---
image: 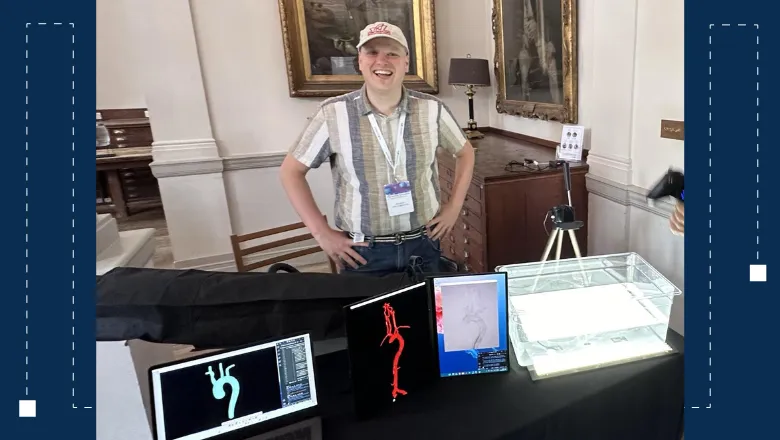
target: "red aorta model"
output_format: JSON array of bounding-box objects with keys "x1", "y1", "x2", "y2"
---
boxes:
[{"x1": 379, "y1": 303, "x2": 410, "y2": 401}]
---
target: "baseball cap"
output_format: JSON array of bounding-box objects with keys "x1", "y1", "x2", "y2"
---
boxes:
[{"x1": 356, "y1": 22, "x2": 409, "y2": 54}]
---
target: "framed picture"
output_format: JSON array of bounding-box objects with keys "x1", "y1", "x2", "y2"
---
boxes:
[
  {"x1": 492, "y1": 0, "x2": 578, "y2": 123},
  {"x1": 278, "y1": 0, "x2": 439, "y2": 98}
]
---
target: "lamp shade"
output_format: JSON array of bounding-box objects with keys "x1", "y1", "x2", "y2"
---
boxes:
[{"x1": 448, "y1": 57, "x2": 491, "y2": 87}]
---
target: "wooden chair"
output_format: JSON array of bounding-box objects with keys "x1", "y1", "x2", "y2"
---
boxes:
[{"x1": 229, "y1": 215, "x2": 336, "y2": 273}]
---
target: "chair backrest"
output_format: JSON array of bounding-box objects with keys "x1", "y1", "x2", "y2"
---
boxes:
[{"x1": 229, "y1": 214, "x2": 335, "y2": 273}]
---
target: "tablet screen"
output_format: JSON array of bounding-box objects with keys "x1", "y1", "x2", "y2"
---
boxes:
[{"x1": 432, "y1": 273, "x2": 510, "y2": 377}]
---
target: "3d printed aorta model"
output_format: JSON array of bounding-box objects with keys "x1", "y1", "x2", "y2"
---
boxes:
[
  {"x1": 205, "y1": 363, "x2": 240, "y2": 420},
  {"x1": 379, "y1": 303, "x2": 410, "y2": 402}
]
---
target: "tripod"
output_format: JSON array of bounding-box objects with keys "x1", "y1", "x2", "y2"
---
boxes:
[
  {"x1": 532, "y1": 161, "x2": 588, "y2": 292},
  {"x1": 540, "y1": 161, "x2": 584, "y2": 261},
  {"x1": 541, "y1": 221, "x2": 583, "y2": 261}
]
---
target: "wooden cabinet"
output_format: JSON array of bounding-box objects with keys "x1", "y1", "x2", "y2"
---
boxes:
[
  {"x1": 437, "y1": 131, "x2": 589, "y2": 272},
  {"x1": 96, "y1": 108, "x2": 162, "y2": 218}
]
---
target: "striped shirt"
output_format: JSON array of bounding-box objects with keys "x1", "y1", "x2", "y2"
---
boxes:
[{"x1": 290, "y1": 85, "x2": 468, "y2": 237}]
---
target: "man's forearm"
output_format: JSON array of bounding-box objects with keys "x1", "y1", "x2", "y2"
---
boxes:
[
  {"x1": 280, "y1": 160, "x2": 330, "y2": 236},
  {"x1": 448, "y1": 142, "x2": 476, "y2": 211}
]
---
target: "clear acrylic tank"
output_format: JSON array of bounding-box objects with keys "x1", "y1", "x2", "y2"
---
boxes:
[{"x1": 495, "y1": 252, "x2": 681, "y2": 380}]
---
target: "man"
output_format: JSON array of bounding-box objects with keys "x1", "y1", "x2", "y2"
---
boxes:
[{"x1": 280, "y1": 21, "x2": 475, "y2": 276}]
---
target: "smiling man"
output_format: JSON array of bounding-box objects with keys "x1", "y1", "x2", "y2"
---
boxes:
[{"x1": 280, "y1": 21, "x2": 475, "y2": 276}]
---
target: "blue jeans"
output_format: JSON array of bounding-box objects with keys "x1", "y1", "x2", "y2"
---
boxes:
[{"x1": 342, "y1": 234, "x2": 442, "y2": 277}]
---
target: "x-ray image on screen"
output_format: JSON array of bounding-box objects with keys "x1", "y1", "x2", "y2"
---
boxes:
[
  {"x1": 432, "y1": 273, "x2": 509, "y2": 378},
  {"x1": 441, "y1": 280, "x2": 500, "y2": 352}
]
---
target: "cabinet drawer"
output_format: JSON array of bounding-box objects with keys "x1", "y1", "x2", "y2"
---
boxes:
[{"x1": 438, "y1": 165, "x2": 483, "y2": 202}]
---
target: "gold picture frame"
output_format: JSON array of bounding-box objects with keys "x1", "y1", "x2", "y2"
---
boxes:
[
  {"x1": 278, "y1": 0, "x2": 439, "y2": 98},
  {"x1": 492, "y1": 0, "x2": 578, "y2": 123}
]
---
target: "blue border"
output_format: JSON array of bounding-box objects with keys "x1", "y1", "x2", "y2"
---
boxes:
[
  {"x1": 0, "y1": 0, "x2": 96, "y2": 437},
  {"x1": 685, "y1": 2, "x2": 776, "y2": 438}
]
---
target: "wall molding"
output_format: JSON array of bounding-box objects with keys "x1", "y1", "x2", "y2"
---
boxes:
[
  {"x1": 222, "y1": 152, "x2": 286, "y2": 171},
  {"x1": 150, "y1": 157, "x2": 224, "y2": 178},
  {"x1": 151, "y1": 138, "x2": 220, "y2": 162},
  {"x1": 585, "y1": 152, "x2": 632, "y2": 186},
  {"x1": 586, "y1": 173, "x2": 675, "y2": 218}
]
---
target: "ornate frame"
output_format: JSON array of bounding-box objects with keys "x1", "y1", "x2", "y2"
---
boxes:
[
  {"x1": 492, "y1": 0, "x2": 578, "y2": 123},
  {"x1": 278, "y1": 0, "x2": 439, "y2": 98}
]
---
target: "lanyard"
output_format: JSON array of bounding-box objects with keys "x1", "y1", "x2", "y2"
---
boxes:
[{"x1": 367, "y1": 113, "x2": 406, "y2": 180}]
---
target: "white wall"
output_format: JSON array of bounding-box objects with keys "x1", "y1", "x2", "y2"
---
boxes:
[
  {"x1": 96, "y1": 0, "x2": 146, "y2": 109},
  {"x1": 96, "y1": 0, "x2": 685, "y2": 332}
]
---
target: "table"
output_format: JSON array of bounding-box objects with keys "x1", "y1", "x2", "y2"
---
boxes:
[
  {"x1": 310, "y1": 330, "x2": 684, "y2": 440},
  {"x1": 96, "y1": 146, "x2": 160, "y2": 218}
]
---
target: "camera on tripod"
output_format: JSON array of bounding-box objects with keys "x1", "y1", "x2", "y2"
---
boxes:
[{"x1": 549, "y1": 204, "x2": 576, "y2": 226}]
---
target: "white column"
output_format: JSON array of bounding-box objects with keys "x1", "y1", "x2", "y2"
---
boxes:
[
  {"x1": 585, "y1": 0, "x2": 638, "y2": 185},
  {"x1": 122, "y1": 0, "x2": 233, "y2": 267}
]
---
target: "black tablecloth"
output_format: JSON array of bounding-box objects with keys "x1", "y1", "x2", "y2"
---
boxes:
[{"x1": 310, "y1": 330, "x2": 684, "y2": 440}]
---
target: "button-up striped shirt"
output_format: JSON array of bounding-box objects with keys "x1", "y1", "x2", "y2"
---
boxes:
[{"x1": 290, "y1": 85, "x2": 468, "y2": 236}]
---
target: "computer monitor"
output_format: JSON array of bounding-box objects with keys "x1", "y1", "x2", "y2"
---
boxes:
[
  {"x1": 429, "y1": 272, "x2": 510, "y2": 377},
  {"x1": 344, "y1": 282, "x2": 438, "y2": 419},
  {"x1": 148, "y1": 333, "x2": 319, "y2": 440}
]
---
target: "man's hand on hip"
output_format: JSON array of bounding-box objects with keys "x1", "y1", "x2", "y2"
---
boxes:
[
  {"x1": 426, "y1": 203, "x2": 459, "y2": 240},
  {"x1": 314, "y1": 228, "x2": 368, "y2": 271},
  {"x1": 670, "y1": 201, "x2": 684, "y2": 236}
]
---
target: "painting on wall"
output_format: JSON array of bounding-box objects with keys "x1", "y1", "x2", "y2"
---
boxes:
[
  {"x1": 278, "y1": 0, "x2": 439, "y2": 97},
  {"x1": 492, "y1": 0, "x2": 578, "y2": 123}
]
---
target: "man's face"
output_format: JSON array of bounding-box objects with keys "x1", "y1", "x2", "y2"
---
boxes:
[{"x1": 358, "y1": 38, "x2": 409, "y2": 92}]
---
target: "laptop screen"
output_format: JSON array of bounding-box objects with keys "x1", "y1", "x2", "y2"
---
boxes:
[
  {"x1": 149, "y1": 334, "x2": 318, "y2": 440},
  {"x1": 431, "y1": 273, "x2": 510, "y2": 377}
]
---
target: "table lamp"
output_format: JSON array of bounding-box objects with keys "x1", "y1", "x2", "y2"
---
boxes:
[{"x1": 448, "y1": 54, "x2": 491, "y2": 140}]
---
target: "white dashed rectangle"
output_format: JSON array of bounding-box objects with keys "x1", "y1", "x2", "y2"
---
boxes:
[
  {"x1": 750, "y1": 264, "x2": 766, "y2": 282},
  {"x1": 19, "y1": 400, "x2": 36, "y2": 417}
]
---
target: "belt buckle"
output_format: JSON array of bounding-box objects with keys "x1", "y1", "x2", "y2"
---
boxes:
[{"x1": 393, "y1": 233, "x2": 403, "y2": 245}]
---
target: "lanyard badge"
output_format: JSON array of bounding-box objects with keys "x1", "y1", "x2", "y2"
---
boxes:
[{"x1": 368, "y1": 113, "x2": 415, "y2": 217}]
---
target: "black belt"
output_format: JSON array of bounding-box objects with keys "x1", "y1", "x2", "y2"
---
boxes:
[{"x1": 348, "y1": 226, "x2": 427, "y2": 244}]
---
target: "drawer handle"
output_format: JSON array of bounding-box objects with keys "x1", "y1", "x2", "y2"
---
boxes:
[
  {"x1": 461, "y1": 209, "x2": 468, "y2": 217},
  {"x1": 449, "y1": 235, "x2": 455, "y2": 243},
  {"x1": 449, "y1": 246, "x2": 455, "y2": 254},
  {"x1": 463, "y1": 237, "x2": 469, "y2": 244},
  {"x1": 115, "y1": 136, "x2": 126, "y2": 141},
  {"x1": 462, "y1": 223, "x2": 469, "y2": 230},
  {"x1": 113, "y1": 129, "x2": 125, "y2": 134},
  {"x1": 464, "y1": 264, "x2": 472, "y2": 272},
  {"x1": 464, "y1": 251, "x2": 470, "y2": 258}
]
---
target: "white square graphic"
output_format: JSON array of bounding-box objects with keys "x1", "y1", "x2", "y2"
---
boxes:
[
  {"x1": 19, "y1": 400, "x2": 36, "y2": 417},
  {"x1": 750, "y1": 265, "x2": 767, "y2": 282}
]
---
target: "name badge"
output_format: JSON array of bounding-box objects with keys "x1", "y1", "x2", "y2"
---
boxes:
[{"x1": 384, "y1": 181, "x2": 415, "y2": 217}]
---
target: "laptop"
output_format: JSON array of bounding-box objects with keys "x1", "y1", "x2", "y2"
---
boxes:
[
  {"x1": 427, "y1": 272, "x2": 511, "y2": 377},
  {"x1": 148, "y1": 333, "x2": 319, "y2": 440},
  {"x1": 343, "y1": 281, "x2": 438, "y2": 419}
]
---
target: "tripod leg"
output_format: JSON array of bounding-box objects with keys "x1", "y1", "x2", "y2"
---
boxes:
[
  {"x1": 567, "y1": 229, "x2": 582, "y2": 258},
  {"x1": 541, "y1": 229, "x2": 558, "y2": 262},
  {"x1": 567, "y1": 229, "x2": 589, "y2": 286},
  {"x1": 555, "y1": 229, "x2": 564, "y2": 260},
  {"x1": 534, "y1": 229, "x2": 559, "y2": 292}
]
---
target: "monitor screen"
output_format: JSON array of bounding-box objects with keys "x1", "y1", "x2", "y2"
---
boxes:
[
  {"x1": 431, "y1": 272, "x2": 510, "y2": 377},
  {"x1": 149, "y1": 334, "x2": 318, "y2": 440},
  {"x1": 344, "y1": 282, "x2": 438, "y2": 418}
]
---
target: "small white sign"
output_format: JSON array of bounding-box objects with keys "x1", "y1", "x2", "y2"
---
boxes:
[{"x1": 558, "y1": 125, "x2": 585, "y2": 162}]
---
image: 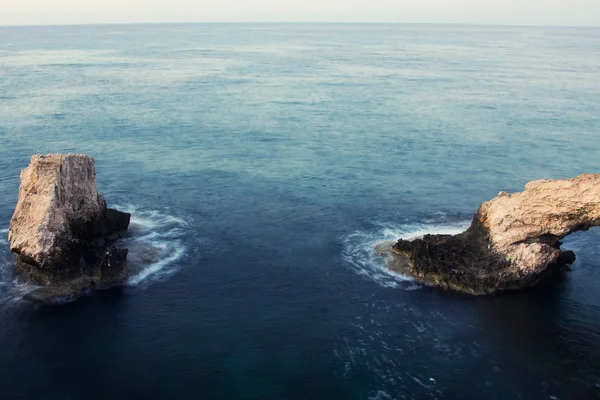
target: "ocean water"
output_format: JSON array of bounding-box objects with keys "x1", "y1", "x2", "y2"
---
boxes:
[{"x1": 1, "y1": 23, "x2": 600, "y2": 399}]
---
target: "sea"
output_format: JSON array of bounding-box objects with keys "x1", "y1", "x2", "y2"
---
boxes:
[{"x1": 0, "y1": 24, "x2": 599, "y2": 399}]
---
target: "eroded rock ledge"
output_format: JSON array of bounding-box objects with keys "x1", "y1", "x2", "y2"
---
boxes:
[
  {"x1": 8, "y1": 154, "x2": 131, "y2": 302},
  {"x1": 383, "y1": 174, "x2": 600, "y2": 294}
]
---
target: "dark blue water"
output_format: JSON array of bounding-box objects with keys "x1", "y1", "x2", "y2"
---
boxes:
[{"x1": 1, "y1": 24, "x2": 600, "y2": 399}]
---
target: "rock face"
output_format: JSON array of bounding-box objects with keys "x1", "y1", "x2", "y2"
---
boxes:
[
  {"x1": 8, "y1": 154, "x2": 131, "y2": 301},
  {"x1": 388, "y1": 174, "x2": 600, "y2": 294}
]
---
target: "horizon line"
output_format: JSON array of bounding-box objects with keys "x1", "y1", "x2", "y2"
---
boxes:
[{"x1": 1, "y1": 21, "x2": 599, "y2": 29}]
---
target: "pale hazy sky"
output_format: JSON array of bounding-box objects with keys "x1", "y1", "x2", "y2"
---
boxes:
[{"x1": 1, "y1": 0, "x2": 599, "y2": 27}]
● ● ●
What is the number of lines in the data that hold the string "blue"? Answer with the number only.

EXPECTED ANSWER:
3